# Extract
Segment Open
Volume 113, Issue 5, Pages 996–1004
Marilena Farella, M.D., Isabella Chanavaz-Lacheray, M.D., Eric Verspick, M.D., Ph.D., Benjamin Merlot, M.D., Clemence Klapczynski, M.D., Clotilde Hennetier, M.D., Jean-Jacques Tuech, M.D., Ph.D., Horace Roman, M.D., Ph.D.
To assess the relationship between history of surgery for endometriosis and adverse obstetrical outcomes.
Retrospective study using prospectively recorded data.
Total of 569 women with history of surgery for endometriosis, postoperative conception, and pregnancy evolution over 22 weeks of gestation.
Surgery for endometriosis.
Main Outcome Measure(s)
Small for gestational age (SGA) status of the newborn, spontaneous preterm birth (PT, before 37 weeks’ gestation), and placenta previa.
Segment Closed
# Provided data
Segment Open
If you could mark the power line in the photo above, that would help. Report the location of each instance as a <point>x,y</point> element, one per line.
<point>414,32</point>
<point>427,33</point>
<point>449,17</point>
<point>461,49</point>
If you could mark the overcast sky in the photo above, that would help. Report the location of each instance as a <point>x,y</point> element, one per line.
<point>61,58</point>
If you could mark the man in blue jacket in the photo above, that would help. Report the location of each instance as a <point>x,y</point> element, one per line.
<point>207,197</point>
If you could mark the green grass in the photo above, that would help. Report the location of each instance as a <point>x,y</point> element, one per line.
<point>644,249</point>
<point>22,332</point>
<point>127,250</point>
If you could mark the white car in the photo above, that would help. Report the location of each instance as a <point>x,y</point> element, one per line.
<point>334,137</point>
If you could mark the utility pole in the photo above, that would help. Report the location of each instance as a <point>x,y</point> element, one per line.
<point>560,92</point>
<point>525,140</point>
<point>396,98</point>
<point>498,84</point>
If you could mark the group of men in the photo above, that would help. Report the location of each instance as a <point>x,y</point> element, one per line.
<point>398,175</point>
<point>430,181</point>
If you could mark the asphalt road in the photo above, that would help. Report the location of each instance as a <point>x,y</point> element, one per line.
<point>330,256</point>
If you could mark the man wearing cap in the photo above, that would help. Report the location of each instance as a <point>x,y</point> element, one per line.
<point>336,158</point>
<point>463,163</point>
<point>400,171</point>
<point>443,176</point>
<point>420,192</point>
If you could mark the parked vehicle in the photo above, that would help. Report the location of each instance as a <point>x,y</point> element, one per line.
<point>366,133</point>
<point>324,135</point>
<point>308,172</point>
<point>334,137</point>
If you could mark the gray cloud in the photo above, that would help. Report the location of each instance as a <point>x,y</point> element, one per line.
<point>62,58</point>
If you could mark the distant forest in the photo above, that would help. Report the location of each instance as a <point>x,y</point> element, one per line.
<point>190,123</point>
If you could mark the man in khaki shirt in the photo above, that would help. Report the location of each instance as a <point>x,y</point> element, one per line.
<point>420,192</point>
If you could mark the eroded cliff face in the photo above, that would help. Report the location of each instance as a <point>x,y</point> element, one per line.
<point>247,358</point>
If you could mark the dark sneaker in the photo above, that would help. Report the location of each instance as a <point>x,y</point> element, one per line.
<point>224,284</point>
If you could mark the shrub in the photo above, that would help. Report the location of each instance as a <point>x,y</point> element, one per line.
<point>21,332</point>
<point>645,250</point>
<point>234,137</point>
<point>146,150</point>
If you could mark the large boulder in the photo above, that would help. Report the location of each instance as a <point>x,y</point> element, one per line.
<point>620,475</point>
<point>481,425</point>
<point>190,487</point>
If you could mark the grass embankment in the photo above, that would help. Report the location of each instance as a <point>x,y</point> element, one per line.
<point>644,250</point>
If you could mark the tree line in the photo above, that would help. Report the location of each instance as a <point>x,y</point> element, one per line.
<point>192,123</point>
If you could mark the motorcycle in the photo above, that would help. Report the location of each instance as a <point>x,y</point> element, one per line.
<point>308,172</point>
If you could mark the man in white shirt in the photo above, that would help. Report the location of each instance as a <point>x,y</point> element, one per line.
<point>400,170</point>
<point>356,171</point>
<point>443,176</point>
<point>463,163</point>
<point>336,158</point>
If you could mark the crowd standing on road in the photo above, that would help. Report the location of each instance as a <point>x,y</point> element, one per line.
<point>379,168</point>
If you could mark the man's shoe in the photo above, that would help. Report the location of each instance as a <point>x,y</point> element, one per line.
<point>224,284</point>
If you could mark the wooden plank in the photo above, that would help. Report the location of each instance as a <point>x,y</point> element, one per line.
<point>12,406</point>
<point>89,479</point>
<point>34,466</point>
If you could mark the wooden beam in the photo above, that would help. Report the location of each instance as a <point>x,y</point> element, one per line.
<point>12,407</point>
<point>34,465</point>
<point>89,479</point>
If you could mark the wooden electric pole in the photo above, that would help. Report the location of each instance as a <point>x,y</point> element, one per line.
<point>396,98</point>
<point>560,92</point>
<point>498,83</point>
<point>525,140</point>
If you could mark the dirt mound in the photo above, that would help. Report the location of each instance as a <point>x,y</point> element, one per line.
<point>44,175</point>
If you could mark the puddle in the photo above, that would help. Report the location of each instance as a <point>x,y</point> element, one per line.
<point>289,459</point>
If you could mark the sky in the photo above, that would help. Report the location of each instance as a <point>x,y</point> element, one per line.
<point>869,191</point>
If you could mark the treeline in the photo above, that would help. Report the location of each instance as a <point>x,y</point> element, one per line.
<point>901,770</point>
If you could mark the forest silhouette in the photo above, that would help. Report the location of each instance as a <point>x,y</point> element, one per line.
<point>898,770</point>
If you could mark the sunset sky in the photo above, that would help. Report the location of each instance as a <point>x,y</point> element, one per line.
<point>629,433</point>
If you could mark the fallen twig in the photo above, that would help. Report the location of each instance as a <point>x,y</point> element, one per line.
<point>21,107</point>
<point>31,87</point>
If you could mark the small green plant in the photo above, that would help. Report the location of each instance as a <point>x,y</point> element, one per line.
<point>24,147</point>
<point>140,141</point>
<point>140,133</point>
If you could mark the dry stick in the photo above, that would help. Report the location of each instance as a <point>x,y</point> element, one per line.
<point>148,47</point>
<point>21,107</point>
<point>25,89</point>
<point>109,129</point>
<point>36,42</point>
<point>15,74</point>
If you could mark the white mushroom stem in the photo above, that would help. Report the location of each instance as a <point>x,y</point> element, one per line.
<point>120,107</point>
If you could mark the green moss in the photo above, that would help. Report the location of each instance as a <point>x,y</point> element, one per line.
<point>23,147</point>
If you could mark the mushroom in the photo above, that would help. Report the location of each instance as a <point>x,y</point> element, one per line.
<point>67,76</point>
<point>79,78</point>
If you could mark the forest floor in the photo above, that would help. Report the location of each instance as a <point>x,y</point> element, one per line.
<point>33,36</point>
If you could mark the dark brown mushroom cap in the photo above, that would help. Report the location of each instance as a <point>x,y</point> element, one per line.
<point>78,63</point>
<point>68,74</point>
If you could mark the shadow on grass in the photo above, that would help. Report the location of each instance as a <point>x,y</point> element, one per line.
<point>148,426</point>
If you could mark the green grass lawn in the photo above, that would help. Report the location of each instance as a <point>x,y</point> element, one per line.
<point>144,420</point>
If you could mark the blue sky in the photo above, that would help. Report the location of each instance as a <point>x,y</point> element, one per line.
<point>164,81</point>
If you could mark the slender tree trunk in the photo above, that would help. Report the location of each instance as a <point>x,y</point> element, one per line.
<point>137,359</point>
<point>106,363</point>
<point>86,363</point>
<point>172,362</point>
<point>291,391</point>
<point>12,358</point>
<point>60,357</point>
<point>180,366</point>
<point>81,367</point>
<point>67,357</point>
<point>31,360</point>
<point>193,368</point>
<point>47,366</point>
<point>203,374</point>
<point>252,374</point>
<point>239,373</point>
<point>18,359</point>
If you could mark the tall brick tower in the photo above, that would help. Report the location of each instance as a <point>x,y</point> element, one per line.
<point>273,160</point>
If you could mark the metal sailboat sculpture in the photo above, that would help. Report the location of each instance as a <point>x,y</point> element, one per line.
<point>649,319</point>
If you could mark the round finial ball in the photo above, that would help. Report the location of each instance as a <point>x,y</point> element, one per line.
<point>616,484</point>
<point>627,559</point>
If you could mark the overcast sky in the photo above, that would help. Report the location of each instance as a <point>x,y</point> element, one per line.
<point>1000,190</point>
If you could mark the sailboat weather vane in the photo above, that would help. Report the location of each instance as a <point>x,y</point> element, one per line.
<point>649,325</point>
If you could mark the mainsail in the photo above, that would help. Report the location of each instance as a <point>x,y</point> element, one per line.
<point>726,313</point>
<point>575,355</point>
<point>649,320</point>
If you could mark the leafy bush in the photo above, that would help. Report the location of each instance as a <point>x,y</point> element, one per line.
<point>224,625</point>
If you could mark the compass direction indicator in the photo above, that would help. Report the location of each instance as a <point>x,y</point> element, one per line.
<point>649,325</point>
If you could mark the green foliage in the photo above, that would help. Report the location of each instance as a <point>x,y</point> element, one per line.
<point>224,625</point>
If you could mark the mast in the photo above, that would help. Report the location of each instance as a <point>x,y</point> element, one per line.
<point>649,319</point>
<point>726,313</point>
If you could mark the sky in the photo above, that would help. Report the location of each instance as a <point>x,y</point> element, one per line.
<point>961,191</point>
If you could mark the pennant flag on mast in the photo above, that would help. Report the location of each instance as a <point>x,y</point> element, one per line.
Segment Closed
# Description of the task
Based on the abstract, explain in one to three sentences why the study examined the 569 women and which outcomes it measured to that end.

# Answer below
The study examined these women to assess the relationship between a history of surgery for endometriosis and adverse obstetrical outcomes. Its main outcome measures were small for gestational age status of the newborn, spontaneous preterm birth before 37 weeks' gestation, and placenta previa.